— BEGIN Source excerpt —

Thursday, June 23, 2011

Tomato sauce - back to the basics




Ingredients

olive oil
1 onion
3-4 cloves garlic
2 cups Italian parsley
2 medium carrots
3 stalks of celery
1 cup white or red wine
3 cans diced tomatoes (without salt)
salt and pepper
fresh basil


The very first dish I ever learned to make was Spaghetti Napoli, or spaghetti with tomato sauce. But what a long journey it has been from the packet sauce that required mixing hot water with some instant powder, to the smooth and fruity Napoli sauce I love so much today!

As a student when I had just moved out from my parents’ house and my mother’s delicious home cooked meals, I was for the first time faced with the challenge of feeding myself. As a farewell present, a well-meaning teacher had equipped me with a book called “simple cooking for students”, and not surprisingly, the book began with introducing spaghetti with tomato sauce, building on the readily available instant sauces and teaching basic pasta boiling skills. Do you think it’s possible to mess that up? Yes, it is - burning pots into charred ruins, turning innocent kitchens into slaughterhouse look-a-likes with spilled sauce everywhere and boiling spaghetti into willingless, limp strands of sadness...

And then, still in my first semester, I met Angelo, whose Italian father brought him containers of frozen home-made tomato sauce whenever he visited. My original reaction was to simply laugh about the absurdity of it, why would you go through all that trouble if a packaged version of the same stuff was readily available in any store next door? Angelo didn’t say anything, he just nodded knowingly, smirking to himself as if he was part to a secret that I had yet to unveil, and heated the sauce. I still remember the explosion of flavor, the sweetness of tomato and onion followed the zing of garlic and herbs, leaving behind an aftertaste of rich fruitiness in my mouth.

— END Source excerpt —
— BEGIN Entries —

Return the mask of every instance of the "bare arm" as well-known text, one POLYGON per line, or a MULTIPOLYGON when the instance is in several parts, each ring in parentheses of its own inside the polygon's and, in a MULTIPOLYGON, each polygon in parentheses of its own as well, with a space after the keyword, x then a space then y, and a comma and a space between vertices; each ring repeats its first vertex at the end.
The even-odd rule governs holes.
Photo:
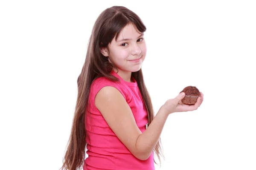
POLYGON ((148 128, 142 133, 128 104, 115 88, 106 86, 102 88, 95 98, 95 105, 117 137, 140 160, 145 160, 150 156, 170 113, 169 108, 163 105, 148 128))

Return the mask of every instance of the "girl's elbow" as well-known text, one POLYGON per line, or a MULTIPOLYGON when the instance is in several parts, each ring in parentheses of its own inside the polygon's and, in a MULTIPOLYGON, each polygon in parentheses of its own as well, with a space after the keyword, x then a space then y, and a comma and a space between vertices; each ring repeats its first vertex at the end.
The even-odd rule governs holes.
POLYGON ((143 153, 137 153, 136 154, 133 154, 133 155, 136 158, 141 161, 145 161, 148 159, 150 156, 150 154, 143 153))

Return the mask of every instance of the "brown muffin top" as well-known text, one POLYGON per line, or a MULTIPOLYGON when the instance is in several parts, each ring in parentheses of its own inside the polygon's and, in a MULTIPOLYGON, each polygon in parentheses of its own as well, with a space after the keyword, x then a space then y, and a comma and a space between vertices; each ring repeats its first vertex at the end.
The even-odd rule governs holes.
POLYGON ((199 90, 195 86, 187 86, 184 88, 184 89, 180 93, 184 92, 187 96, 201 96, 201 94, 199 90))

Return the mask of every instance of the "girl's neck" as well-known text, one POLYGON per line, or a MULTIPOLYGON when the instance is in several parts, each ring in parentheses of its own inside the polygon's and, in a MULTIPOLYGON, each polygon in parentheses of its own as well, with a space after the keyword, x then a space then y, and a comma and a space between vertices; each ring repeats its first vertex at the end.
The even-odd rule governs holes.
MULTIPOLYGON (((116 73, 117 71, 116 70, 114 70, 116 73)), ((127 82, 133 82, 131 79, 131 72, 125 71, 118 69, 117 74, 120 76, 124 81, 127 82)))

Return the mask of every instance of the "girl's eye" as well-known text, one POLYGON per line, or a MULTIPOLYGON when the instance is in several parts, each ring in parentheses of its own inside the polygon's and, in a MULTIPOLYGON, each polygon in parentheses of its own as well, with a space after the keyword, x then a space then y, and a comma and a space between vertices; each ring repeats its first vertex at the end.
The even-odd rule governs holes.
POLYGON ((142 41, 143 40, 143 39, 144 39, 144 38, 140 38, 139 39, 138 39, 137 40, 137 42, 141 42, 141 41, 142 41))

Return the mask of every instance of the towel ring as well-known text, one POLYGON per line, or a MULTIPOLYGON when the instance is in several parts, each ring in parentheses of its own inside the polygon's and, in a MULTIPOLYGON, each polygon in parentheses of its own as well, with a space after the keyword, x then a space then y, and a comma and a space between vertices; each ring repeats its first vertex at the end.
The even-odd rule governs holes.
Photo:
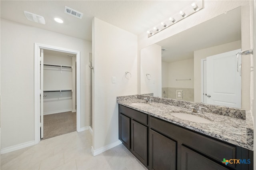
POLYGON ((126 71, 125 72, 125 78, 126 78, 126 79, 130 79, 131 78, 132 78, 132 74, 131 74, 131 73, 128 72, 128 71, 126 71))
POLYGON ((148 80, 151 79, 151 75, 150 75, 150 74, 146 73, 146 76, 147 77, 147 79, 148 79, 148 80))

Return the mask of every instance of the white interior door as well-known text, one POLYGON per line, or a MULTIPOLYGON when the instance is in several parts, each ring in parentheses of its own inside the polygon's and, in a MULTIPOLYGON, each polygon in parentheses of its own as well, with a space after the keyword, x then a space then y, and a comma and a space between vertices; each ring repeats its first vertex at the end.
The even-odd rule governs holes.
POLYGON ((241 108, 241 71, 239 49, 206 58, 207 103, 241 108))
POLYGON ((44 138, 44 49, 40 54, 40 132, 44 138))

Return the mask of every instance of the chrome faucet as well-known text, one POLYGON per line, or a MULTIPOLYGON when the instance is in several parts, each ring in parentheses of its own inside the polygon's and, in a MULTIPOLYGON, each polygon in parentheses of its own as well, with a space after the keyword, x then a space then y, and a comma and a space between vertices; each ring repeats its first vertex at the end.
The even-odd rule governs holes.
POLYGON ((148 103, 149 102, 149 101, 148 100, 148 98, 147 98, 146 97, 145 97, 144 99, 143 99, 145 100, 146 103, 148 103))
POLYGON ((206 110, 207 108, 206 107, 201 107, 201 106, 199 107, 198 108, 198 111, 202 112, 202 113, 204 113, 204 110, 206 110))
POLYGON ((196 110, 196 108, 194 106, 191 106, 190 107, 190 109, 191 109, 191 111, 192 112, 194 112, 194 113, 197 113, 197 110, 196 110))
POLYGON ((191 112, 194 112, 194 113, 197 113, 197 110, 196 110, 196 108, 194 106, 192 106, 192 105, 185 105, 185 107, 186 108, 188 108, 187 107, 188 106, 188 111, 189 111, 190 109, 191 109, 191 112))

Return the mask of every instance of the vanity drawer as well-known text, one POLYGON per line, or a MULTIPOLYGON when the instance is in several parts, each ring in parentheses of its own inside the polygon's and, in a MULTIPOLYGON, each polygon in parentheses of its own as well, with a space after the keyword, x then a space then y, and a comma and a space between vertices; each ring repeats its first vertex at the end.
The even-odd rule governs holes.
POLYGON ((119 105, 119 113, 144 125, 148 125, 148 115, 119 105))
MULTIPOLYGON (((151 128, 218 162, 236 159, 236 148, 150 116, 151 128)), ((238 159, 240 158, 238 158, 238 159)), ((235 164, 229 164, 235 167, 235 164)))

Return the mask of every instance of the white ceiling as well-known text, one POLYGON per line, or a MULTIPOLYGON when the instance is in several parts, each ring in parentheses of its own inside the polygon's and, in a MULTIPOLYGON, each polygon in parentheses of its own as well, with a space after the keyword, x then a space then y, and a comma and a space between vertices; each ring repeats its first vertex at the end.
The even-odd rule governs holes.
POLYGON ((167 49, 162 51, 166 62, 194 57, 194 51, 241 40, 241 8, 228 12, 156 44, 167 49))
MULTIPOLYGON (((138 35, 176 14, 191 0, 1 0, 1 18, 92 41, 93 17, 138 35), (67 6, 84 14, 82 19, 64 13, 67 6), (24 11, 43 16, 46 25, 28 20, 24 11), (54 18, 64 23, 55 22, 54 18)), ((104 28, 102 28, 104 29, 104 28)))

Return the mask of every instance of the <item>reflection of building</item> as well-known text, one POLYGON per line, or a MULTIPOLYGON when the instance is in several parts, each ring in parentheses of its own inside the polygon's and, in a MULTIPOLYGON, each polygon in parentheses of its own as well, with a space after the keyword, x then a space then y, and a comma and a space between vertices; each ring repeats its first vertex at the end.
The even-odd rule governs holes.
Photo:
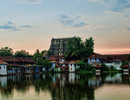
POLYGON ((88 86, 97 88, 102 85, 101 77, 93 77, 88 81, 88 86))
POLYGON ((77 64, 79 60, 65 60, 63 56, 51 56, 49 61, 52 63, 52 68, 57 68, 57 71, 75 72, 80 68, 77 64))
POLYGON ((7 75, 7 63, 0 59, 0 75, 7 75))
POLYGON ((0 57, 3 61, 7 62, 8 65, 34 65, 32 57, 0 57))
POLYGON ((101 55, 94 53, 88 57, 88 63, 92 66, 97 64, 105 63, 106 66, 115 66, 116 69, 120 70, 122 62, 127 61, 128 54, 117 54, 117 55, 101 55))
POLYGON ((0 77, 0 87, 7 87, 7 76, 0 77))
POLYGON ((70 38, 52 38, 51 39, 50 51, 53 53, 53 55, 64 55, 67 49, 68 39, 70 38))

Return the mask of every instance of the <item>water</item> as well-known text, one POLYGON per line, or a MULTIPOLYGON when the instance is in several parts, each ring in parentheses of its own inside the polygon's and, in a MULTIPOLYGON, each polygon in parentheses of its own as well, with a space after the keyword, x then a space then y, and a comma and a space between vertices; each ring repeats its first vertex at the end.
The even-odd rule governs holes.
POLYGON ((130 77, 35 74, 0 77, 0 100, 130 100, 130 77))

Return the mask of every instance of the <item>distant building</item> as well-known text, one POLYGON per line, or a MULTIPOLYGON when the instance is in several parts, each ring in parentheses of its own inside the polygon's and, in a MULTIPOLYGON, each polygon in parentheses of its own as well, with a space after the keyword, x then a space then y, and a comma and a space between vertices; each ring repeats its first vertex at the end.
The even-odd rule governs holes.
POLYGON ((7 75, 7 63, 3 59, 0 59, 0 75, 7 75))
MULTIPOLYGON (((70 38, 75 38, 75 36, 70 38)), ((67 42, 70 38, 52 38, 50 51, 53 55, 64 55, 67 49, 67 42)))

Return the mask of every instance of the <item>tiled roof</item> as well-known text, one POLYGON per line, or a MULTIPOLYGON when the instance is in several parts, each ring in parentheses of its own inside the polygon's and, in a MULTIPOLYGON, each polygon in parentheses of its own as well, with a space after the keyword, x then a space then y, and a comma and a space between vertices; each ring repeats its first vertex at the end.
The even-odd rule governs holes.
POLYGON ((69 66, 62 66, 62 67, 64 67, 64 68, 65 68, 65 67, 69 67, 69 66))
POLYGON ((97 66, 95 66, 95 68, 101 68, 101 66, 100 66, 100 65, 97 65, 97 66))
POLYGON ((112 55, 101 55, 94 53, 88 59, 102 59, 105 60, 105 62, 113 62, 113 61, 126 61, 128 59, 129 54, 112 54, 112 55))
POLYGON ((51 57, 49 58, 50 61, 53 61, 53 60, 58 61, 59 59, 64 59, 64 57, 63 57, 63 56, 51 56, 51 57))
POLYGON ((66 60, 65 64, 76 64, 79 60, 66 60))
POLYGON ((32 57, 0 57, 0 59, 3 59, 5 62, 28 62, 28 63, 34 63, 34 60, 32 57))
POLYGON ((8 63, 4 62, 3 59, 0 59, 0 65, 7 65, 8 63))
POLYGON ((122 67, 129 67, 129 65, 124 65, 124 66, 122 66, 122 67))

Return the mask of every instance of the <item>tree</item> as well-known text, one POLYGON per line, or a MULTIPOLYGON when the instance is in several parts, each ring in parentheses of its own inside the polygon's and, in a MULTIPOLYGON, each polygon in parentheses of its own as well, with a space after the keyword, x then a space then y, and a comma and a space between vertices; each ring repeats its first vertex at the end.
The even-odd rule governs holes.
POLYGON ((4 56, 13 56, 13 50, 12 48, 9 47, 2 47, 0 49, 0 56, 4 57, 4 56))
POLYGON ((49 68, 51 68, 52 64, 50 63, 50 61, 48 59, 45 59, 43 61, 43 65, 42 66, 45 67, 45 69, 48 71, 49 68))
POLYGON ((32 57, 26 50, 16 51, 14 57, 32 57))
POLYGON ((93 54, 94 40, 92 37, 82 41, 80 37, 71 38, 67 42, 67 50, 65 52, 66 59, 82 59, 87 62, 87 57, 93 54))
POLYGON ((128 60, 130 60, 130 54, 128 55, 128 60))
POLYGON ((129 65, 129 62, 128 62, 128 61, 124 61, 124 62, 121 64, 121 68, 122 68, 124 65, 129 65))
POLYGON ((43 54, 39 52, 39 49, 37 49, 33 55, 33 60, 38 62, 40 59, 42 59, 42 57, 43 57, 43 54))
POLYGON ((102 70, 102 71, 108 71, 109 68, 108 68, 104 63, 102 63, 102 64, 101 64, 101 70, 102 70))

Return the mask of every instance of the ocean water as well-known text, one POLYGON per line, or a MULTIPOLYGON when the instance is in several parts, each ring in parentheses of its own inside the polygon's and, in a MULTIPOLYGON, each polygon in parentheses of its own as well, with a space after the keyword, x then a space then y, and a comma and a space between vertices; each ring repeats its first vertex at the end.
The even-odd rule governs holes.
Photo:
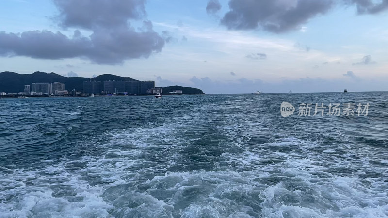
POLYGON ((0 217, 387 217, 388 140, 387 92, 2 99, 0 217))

— END Entries —
— BEGIN Entries —

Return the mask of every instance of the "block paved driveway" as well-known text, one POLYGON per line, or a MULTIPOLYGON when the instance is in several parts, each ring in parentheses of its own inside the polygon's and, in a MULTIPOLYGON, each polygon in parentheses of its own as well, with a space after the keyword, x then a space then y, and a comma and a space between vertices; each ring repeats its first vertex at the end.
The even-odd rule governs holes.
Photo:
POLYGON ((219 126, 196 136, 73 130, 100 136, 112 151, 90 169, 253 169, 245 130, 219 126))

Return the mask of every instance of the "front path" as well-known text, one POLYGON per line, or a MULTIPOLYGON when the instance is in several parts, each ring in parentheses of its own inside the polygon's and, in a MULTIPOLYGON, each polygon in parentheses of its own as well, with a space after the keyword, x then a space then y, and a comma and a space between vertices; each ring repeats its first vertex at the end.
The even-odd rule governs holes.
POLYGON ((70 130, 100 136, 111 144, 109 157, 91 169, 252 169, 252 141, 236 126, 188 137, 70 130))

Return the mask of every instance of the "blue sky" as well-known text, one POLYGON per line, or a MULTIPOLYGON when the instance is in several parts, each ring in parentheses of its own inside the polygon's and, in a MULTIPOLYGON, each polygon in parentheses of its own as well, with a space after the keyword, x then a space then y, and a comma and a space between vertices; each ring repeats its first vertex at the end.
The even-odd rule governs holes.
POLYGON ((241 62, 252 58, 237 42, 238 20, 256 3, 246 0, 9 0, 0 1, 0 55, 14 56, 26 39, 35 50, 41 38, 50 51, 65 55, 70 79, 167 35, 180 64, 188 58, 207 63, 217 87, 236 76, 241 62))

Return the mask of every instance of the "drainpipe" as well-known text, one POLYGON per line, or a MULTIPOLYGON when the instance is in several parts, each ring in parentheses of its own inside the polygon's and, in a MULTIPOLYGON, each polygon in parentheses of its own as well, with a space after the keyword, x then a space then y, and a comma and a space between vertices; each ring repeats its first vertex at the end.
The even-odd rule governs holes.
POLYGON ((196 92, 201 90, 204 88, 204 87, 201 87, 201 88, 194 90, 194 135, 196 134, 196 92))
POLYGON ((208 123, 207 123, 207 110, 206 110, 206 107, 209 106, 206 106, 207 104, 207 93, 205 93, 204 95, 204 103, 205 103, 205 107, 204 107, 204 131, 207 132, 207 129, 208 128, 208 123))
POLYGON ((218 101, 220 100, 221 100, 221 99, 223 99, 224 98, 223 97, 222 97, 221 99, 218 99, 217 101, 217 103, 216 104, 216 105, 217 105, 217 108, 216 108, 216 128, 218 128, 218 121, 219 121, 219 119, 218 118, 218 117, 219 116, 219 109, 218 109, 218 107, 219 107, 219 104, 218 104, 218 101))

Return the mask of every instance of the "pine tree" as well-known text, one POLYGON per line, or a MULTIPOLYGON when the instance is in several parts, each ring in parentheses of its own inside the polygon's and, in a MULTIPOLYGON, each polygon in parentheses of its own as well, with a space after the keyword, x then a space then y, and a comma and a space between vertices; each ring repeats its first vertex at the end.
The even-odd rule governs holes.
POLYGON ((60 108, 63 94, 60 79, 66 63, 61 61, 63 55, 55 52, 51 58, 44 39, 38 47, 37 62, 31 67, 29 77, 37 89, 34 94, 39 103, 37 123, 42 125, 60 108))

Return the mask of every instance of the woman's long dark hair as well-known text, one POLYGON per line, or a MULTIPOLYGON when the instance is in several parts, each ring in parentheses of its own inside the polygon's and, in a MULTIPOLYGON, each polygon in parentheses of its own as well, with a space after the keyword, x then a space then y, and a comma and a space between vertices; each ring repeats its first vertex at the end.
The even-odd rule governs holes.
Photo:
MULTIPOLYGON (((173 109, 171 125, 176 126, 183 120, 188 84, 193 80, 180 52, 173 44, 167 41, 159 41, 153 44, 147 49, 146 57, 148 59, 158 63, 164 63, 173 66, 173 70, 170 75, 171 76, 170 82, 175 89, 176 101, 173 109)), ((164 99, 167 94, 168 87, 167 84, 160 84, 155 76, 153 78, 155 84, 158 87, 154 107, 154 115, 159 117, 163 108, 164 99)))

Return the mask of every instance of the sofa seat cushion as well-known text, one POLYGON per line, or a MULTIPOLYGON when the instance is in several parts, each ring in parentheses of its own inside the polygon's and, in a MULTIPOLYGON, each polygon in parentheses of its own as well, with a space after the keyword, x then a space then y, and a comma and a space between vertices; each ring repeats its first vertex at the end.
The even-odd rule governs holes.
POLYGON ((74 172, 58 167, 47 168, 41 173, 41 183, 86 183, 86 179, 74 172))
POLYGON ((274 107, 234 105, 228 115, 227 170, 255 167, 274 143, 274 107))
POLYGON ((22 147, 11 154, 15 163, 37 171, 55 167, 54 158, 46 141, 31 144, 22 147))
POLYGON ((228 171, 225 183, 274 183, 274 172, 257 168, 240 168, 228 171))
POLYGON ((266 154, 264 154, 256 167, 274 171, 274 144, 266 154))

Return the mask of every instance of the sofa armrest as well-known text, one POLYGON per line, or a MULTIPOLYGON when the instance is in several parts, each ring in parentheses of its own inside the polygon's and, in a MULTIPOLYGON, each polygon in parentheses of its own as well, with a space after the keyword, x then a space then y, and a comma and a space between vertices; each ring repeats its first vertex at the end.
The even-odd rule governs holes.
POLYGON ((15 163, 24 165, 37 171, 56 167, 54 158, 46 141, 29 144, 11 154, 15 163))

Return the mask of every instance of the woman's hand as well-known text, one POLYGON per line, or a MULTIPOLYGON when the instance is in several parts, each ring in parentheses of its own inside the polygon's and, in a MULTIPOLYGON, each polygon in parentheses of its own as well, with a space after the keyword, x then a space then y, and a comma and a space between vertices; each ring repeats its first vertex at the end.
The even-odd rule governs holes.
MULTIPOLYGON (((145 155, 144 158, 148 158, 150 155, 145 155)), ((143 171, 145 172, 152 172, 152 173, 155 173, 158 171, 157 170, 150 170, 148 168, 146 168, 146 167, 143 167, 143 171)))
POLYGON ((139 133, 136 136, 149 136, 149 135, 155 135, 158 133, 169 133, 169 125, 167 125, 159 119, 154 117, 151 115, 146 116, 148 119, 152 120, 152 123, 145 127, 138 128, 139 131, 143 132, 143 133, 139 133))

— END Entries —
— BEGIN Entries —

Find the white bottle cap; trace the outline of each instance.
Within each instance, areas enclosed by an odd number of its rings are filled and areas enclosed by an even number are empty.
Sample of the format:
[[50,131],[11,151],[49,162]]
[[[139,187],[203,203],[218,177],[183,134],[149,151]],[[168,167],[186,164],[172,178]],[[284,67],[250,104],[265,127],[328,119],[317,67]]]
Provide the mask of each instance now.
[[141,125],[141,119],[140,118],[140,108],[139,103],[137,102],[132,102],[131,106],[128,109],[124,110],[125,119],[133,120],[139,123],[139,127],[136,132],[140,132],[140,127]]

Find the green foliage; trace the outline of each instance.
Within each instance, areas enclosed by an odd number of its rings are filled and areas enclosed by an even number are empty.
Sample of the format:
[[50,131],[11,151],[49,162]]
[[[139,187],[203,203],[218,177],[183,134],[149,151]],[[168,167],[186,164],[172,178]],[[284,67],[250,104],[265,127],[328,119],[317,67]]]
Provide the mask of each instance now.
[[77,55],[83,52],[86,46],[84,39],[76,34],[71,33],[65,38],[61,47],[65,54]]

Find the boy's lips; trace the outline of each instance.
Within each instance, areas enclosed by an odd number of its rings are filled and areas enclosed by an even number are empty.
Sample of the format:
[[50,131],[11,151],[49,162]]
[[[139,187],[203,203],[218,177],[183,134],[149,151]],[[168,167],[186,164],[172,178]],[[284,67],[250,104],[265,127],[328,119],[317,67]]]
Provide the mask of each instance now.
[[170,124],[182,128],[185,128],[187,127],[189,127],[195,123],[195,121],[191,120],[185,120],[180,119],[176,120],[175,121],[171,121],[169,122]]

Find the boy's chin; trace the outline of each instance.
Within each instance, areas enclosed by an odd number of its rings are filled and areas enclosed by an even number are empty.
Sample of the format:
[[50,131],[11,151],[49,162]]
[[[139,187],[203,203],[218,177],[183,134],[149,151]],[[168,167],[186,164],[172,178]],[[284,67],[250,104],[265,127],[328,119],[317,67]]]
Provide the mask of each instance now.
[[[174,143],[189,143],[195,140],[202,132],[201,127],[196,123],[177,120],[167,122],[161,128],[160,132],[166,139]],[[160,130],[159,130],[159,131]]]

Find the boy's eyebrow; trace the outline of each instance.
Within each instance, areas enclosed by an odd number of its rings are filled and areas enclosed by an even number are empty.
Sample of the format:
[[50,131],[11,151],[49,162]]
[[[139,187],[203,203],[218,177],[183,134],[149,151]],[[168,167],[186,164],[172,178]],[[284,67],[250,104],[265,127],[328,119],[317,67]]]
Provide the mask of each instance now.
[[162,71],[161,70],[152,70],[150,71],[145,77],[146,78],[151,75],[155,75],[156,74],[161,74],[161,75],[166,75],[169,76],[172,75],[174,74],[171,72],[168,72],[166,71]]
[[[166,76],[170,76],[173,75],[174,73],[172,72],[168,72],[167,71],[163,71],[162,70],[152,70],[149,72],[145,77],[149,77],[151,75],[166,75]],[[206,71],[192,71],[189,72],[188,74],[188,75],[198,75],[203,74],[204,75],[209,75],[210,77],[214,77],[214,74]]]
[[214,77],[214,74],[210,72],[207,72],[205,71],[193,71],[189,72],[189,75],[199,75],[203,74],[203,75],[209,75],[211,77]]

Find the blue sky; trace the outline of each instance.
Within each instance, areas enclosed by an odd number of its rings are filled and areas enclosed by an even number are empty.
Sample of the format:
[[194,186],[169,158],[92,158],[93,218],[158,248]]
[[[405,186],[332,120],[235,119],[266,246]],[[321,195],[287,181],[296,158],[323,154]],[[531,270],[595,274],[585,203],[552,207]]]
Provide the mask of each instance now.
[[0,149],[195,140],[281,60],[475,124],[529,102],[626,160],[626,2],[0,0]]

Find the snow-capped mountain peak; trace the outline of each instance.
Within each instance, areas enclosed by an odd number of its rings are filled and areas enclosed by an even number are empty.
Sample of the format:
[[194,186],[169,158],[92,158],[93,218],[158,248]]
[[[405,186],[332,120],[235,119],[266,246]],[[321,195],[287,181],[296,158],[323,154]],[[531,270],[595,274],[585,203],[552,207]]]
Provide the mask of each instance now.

— END Entries —

■ To be done ■
A) Render this sentence from the tomato sauce text in Spanish: "The very first dish I ever learned to make was Spaghetti Napoli, or spaghetti with tomato sauce."
B) Quote everything in the tomato sauce text from "The very first" down to "so much today!".
The data shown above come from a separate source, unrelated to the text.

■ Final answers ■
A) El primerísimo plato que aprendí a preparar fue Spaghetti Napoli, o espaguetis con salsa de tomate.

B)
The very first dish I ever learned to make was Spaghetti Napoli, or spaghetti with tomato sauce. But what a long journey it has been from the packet sauce that required mixing hot water with some instant powder, to the smooth and fruity Napoli sauce I love so much today!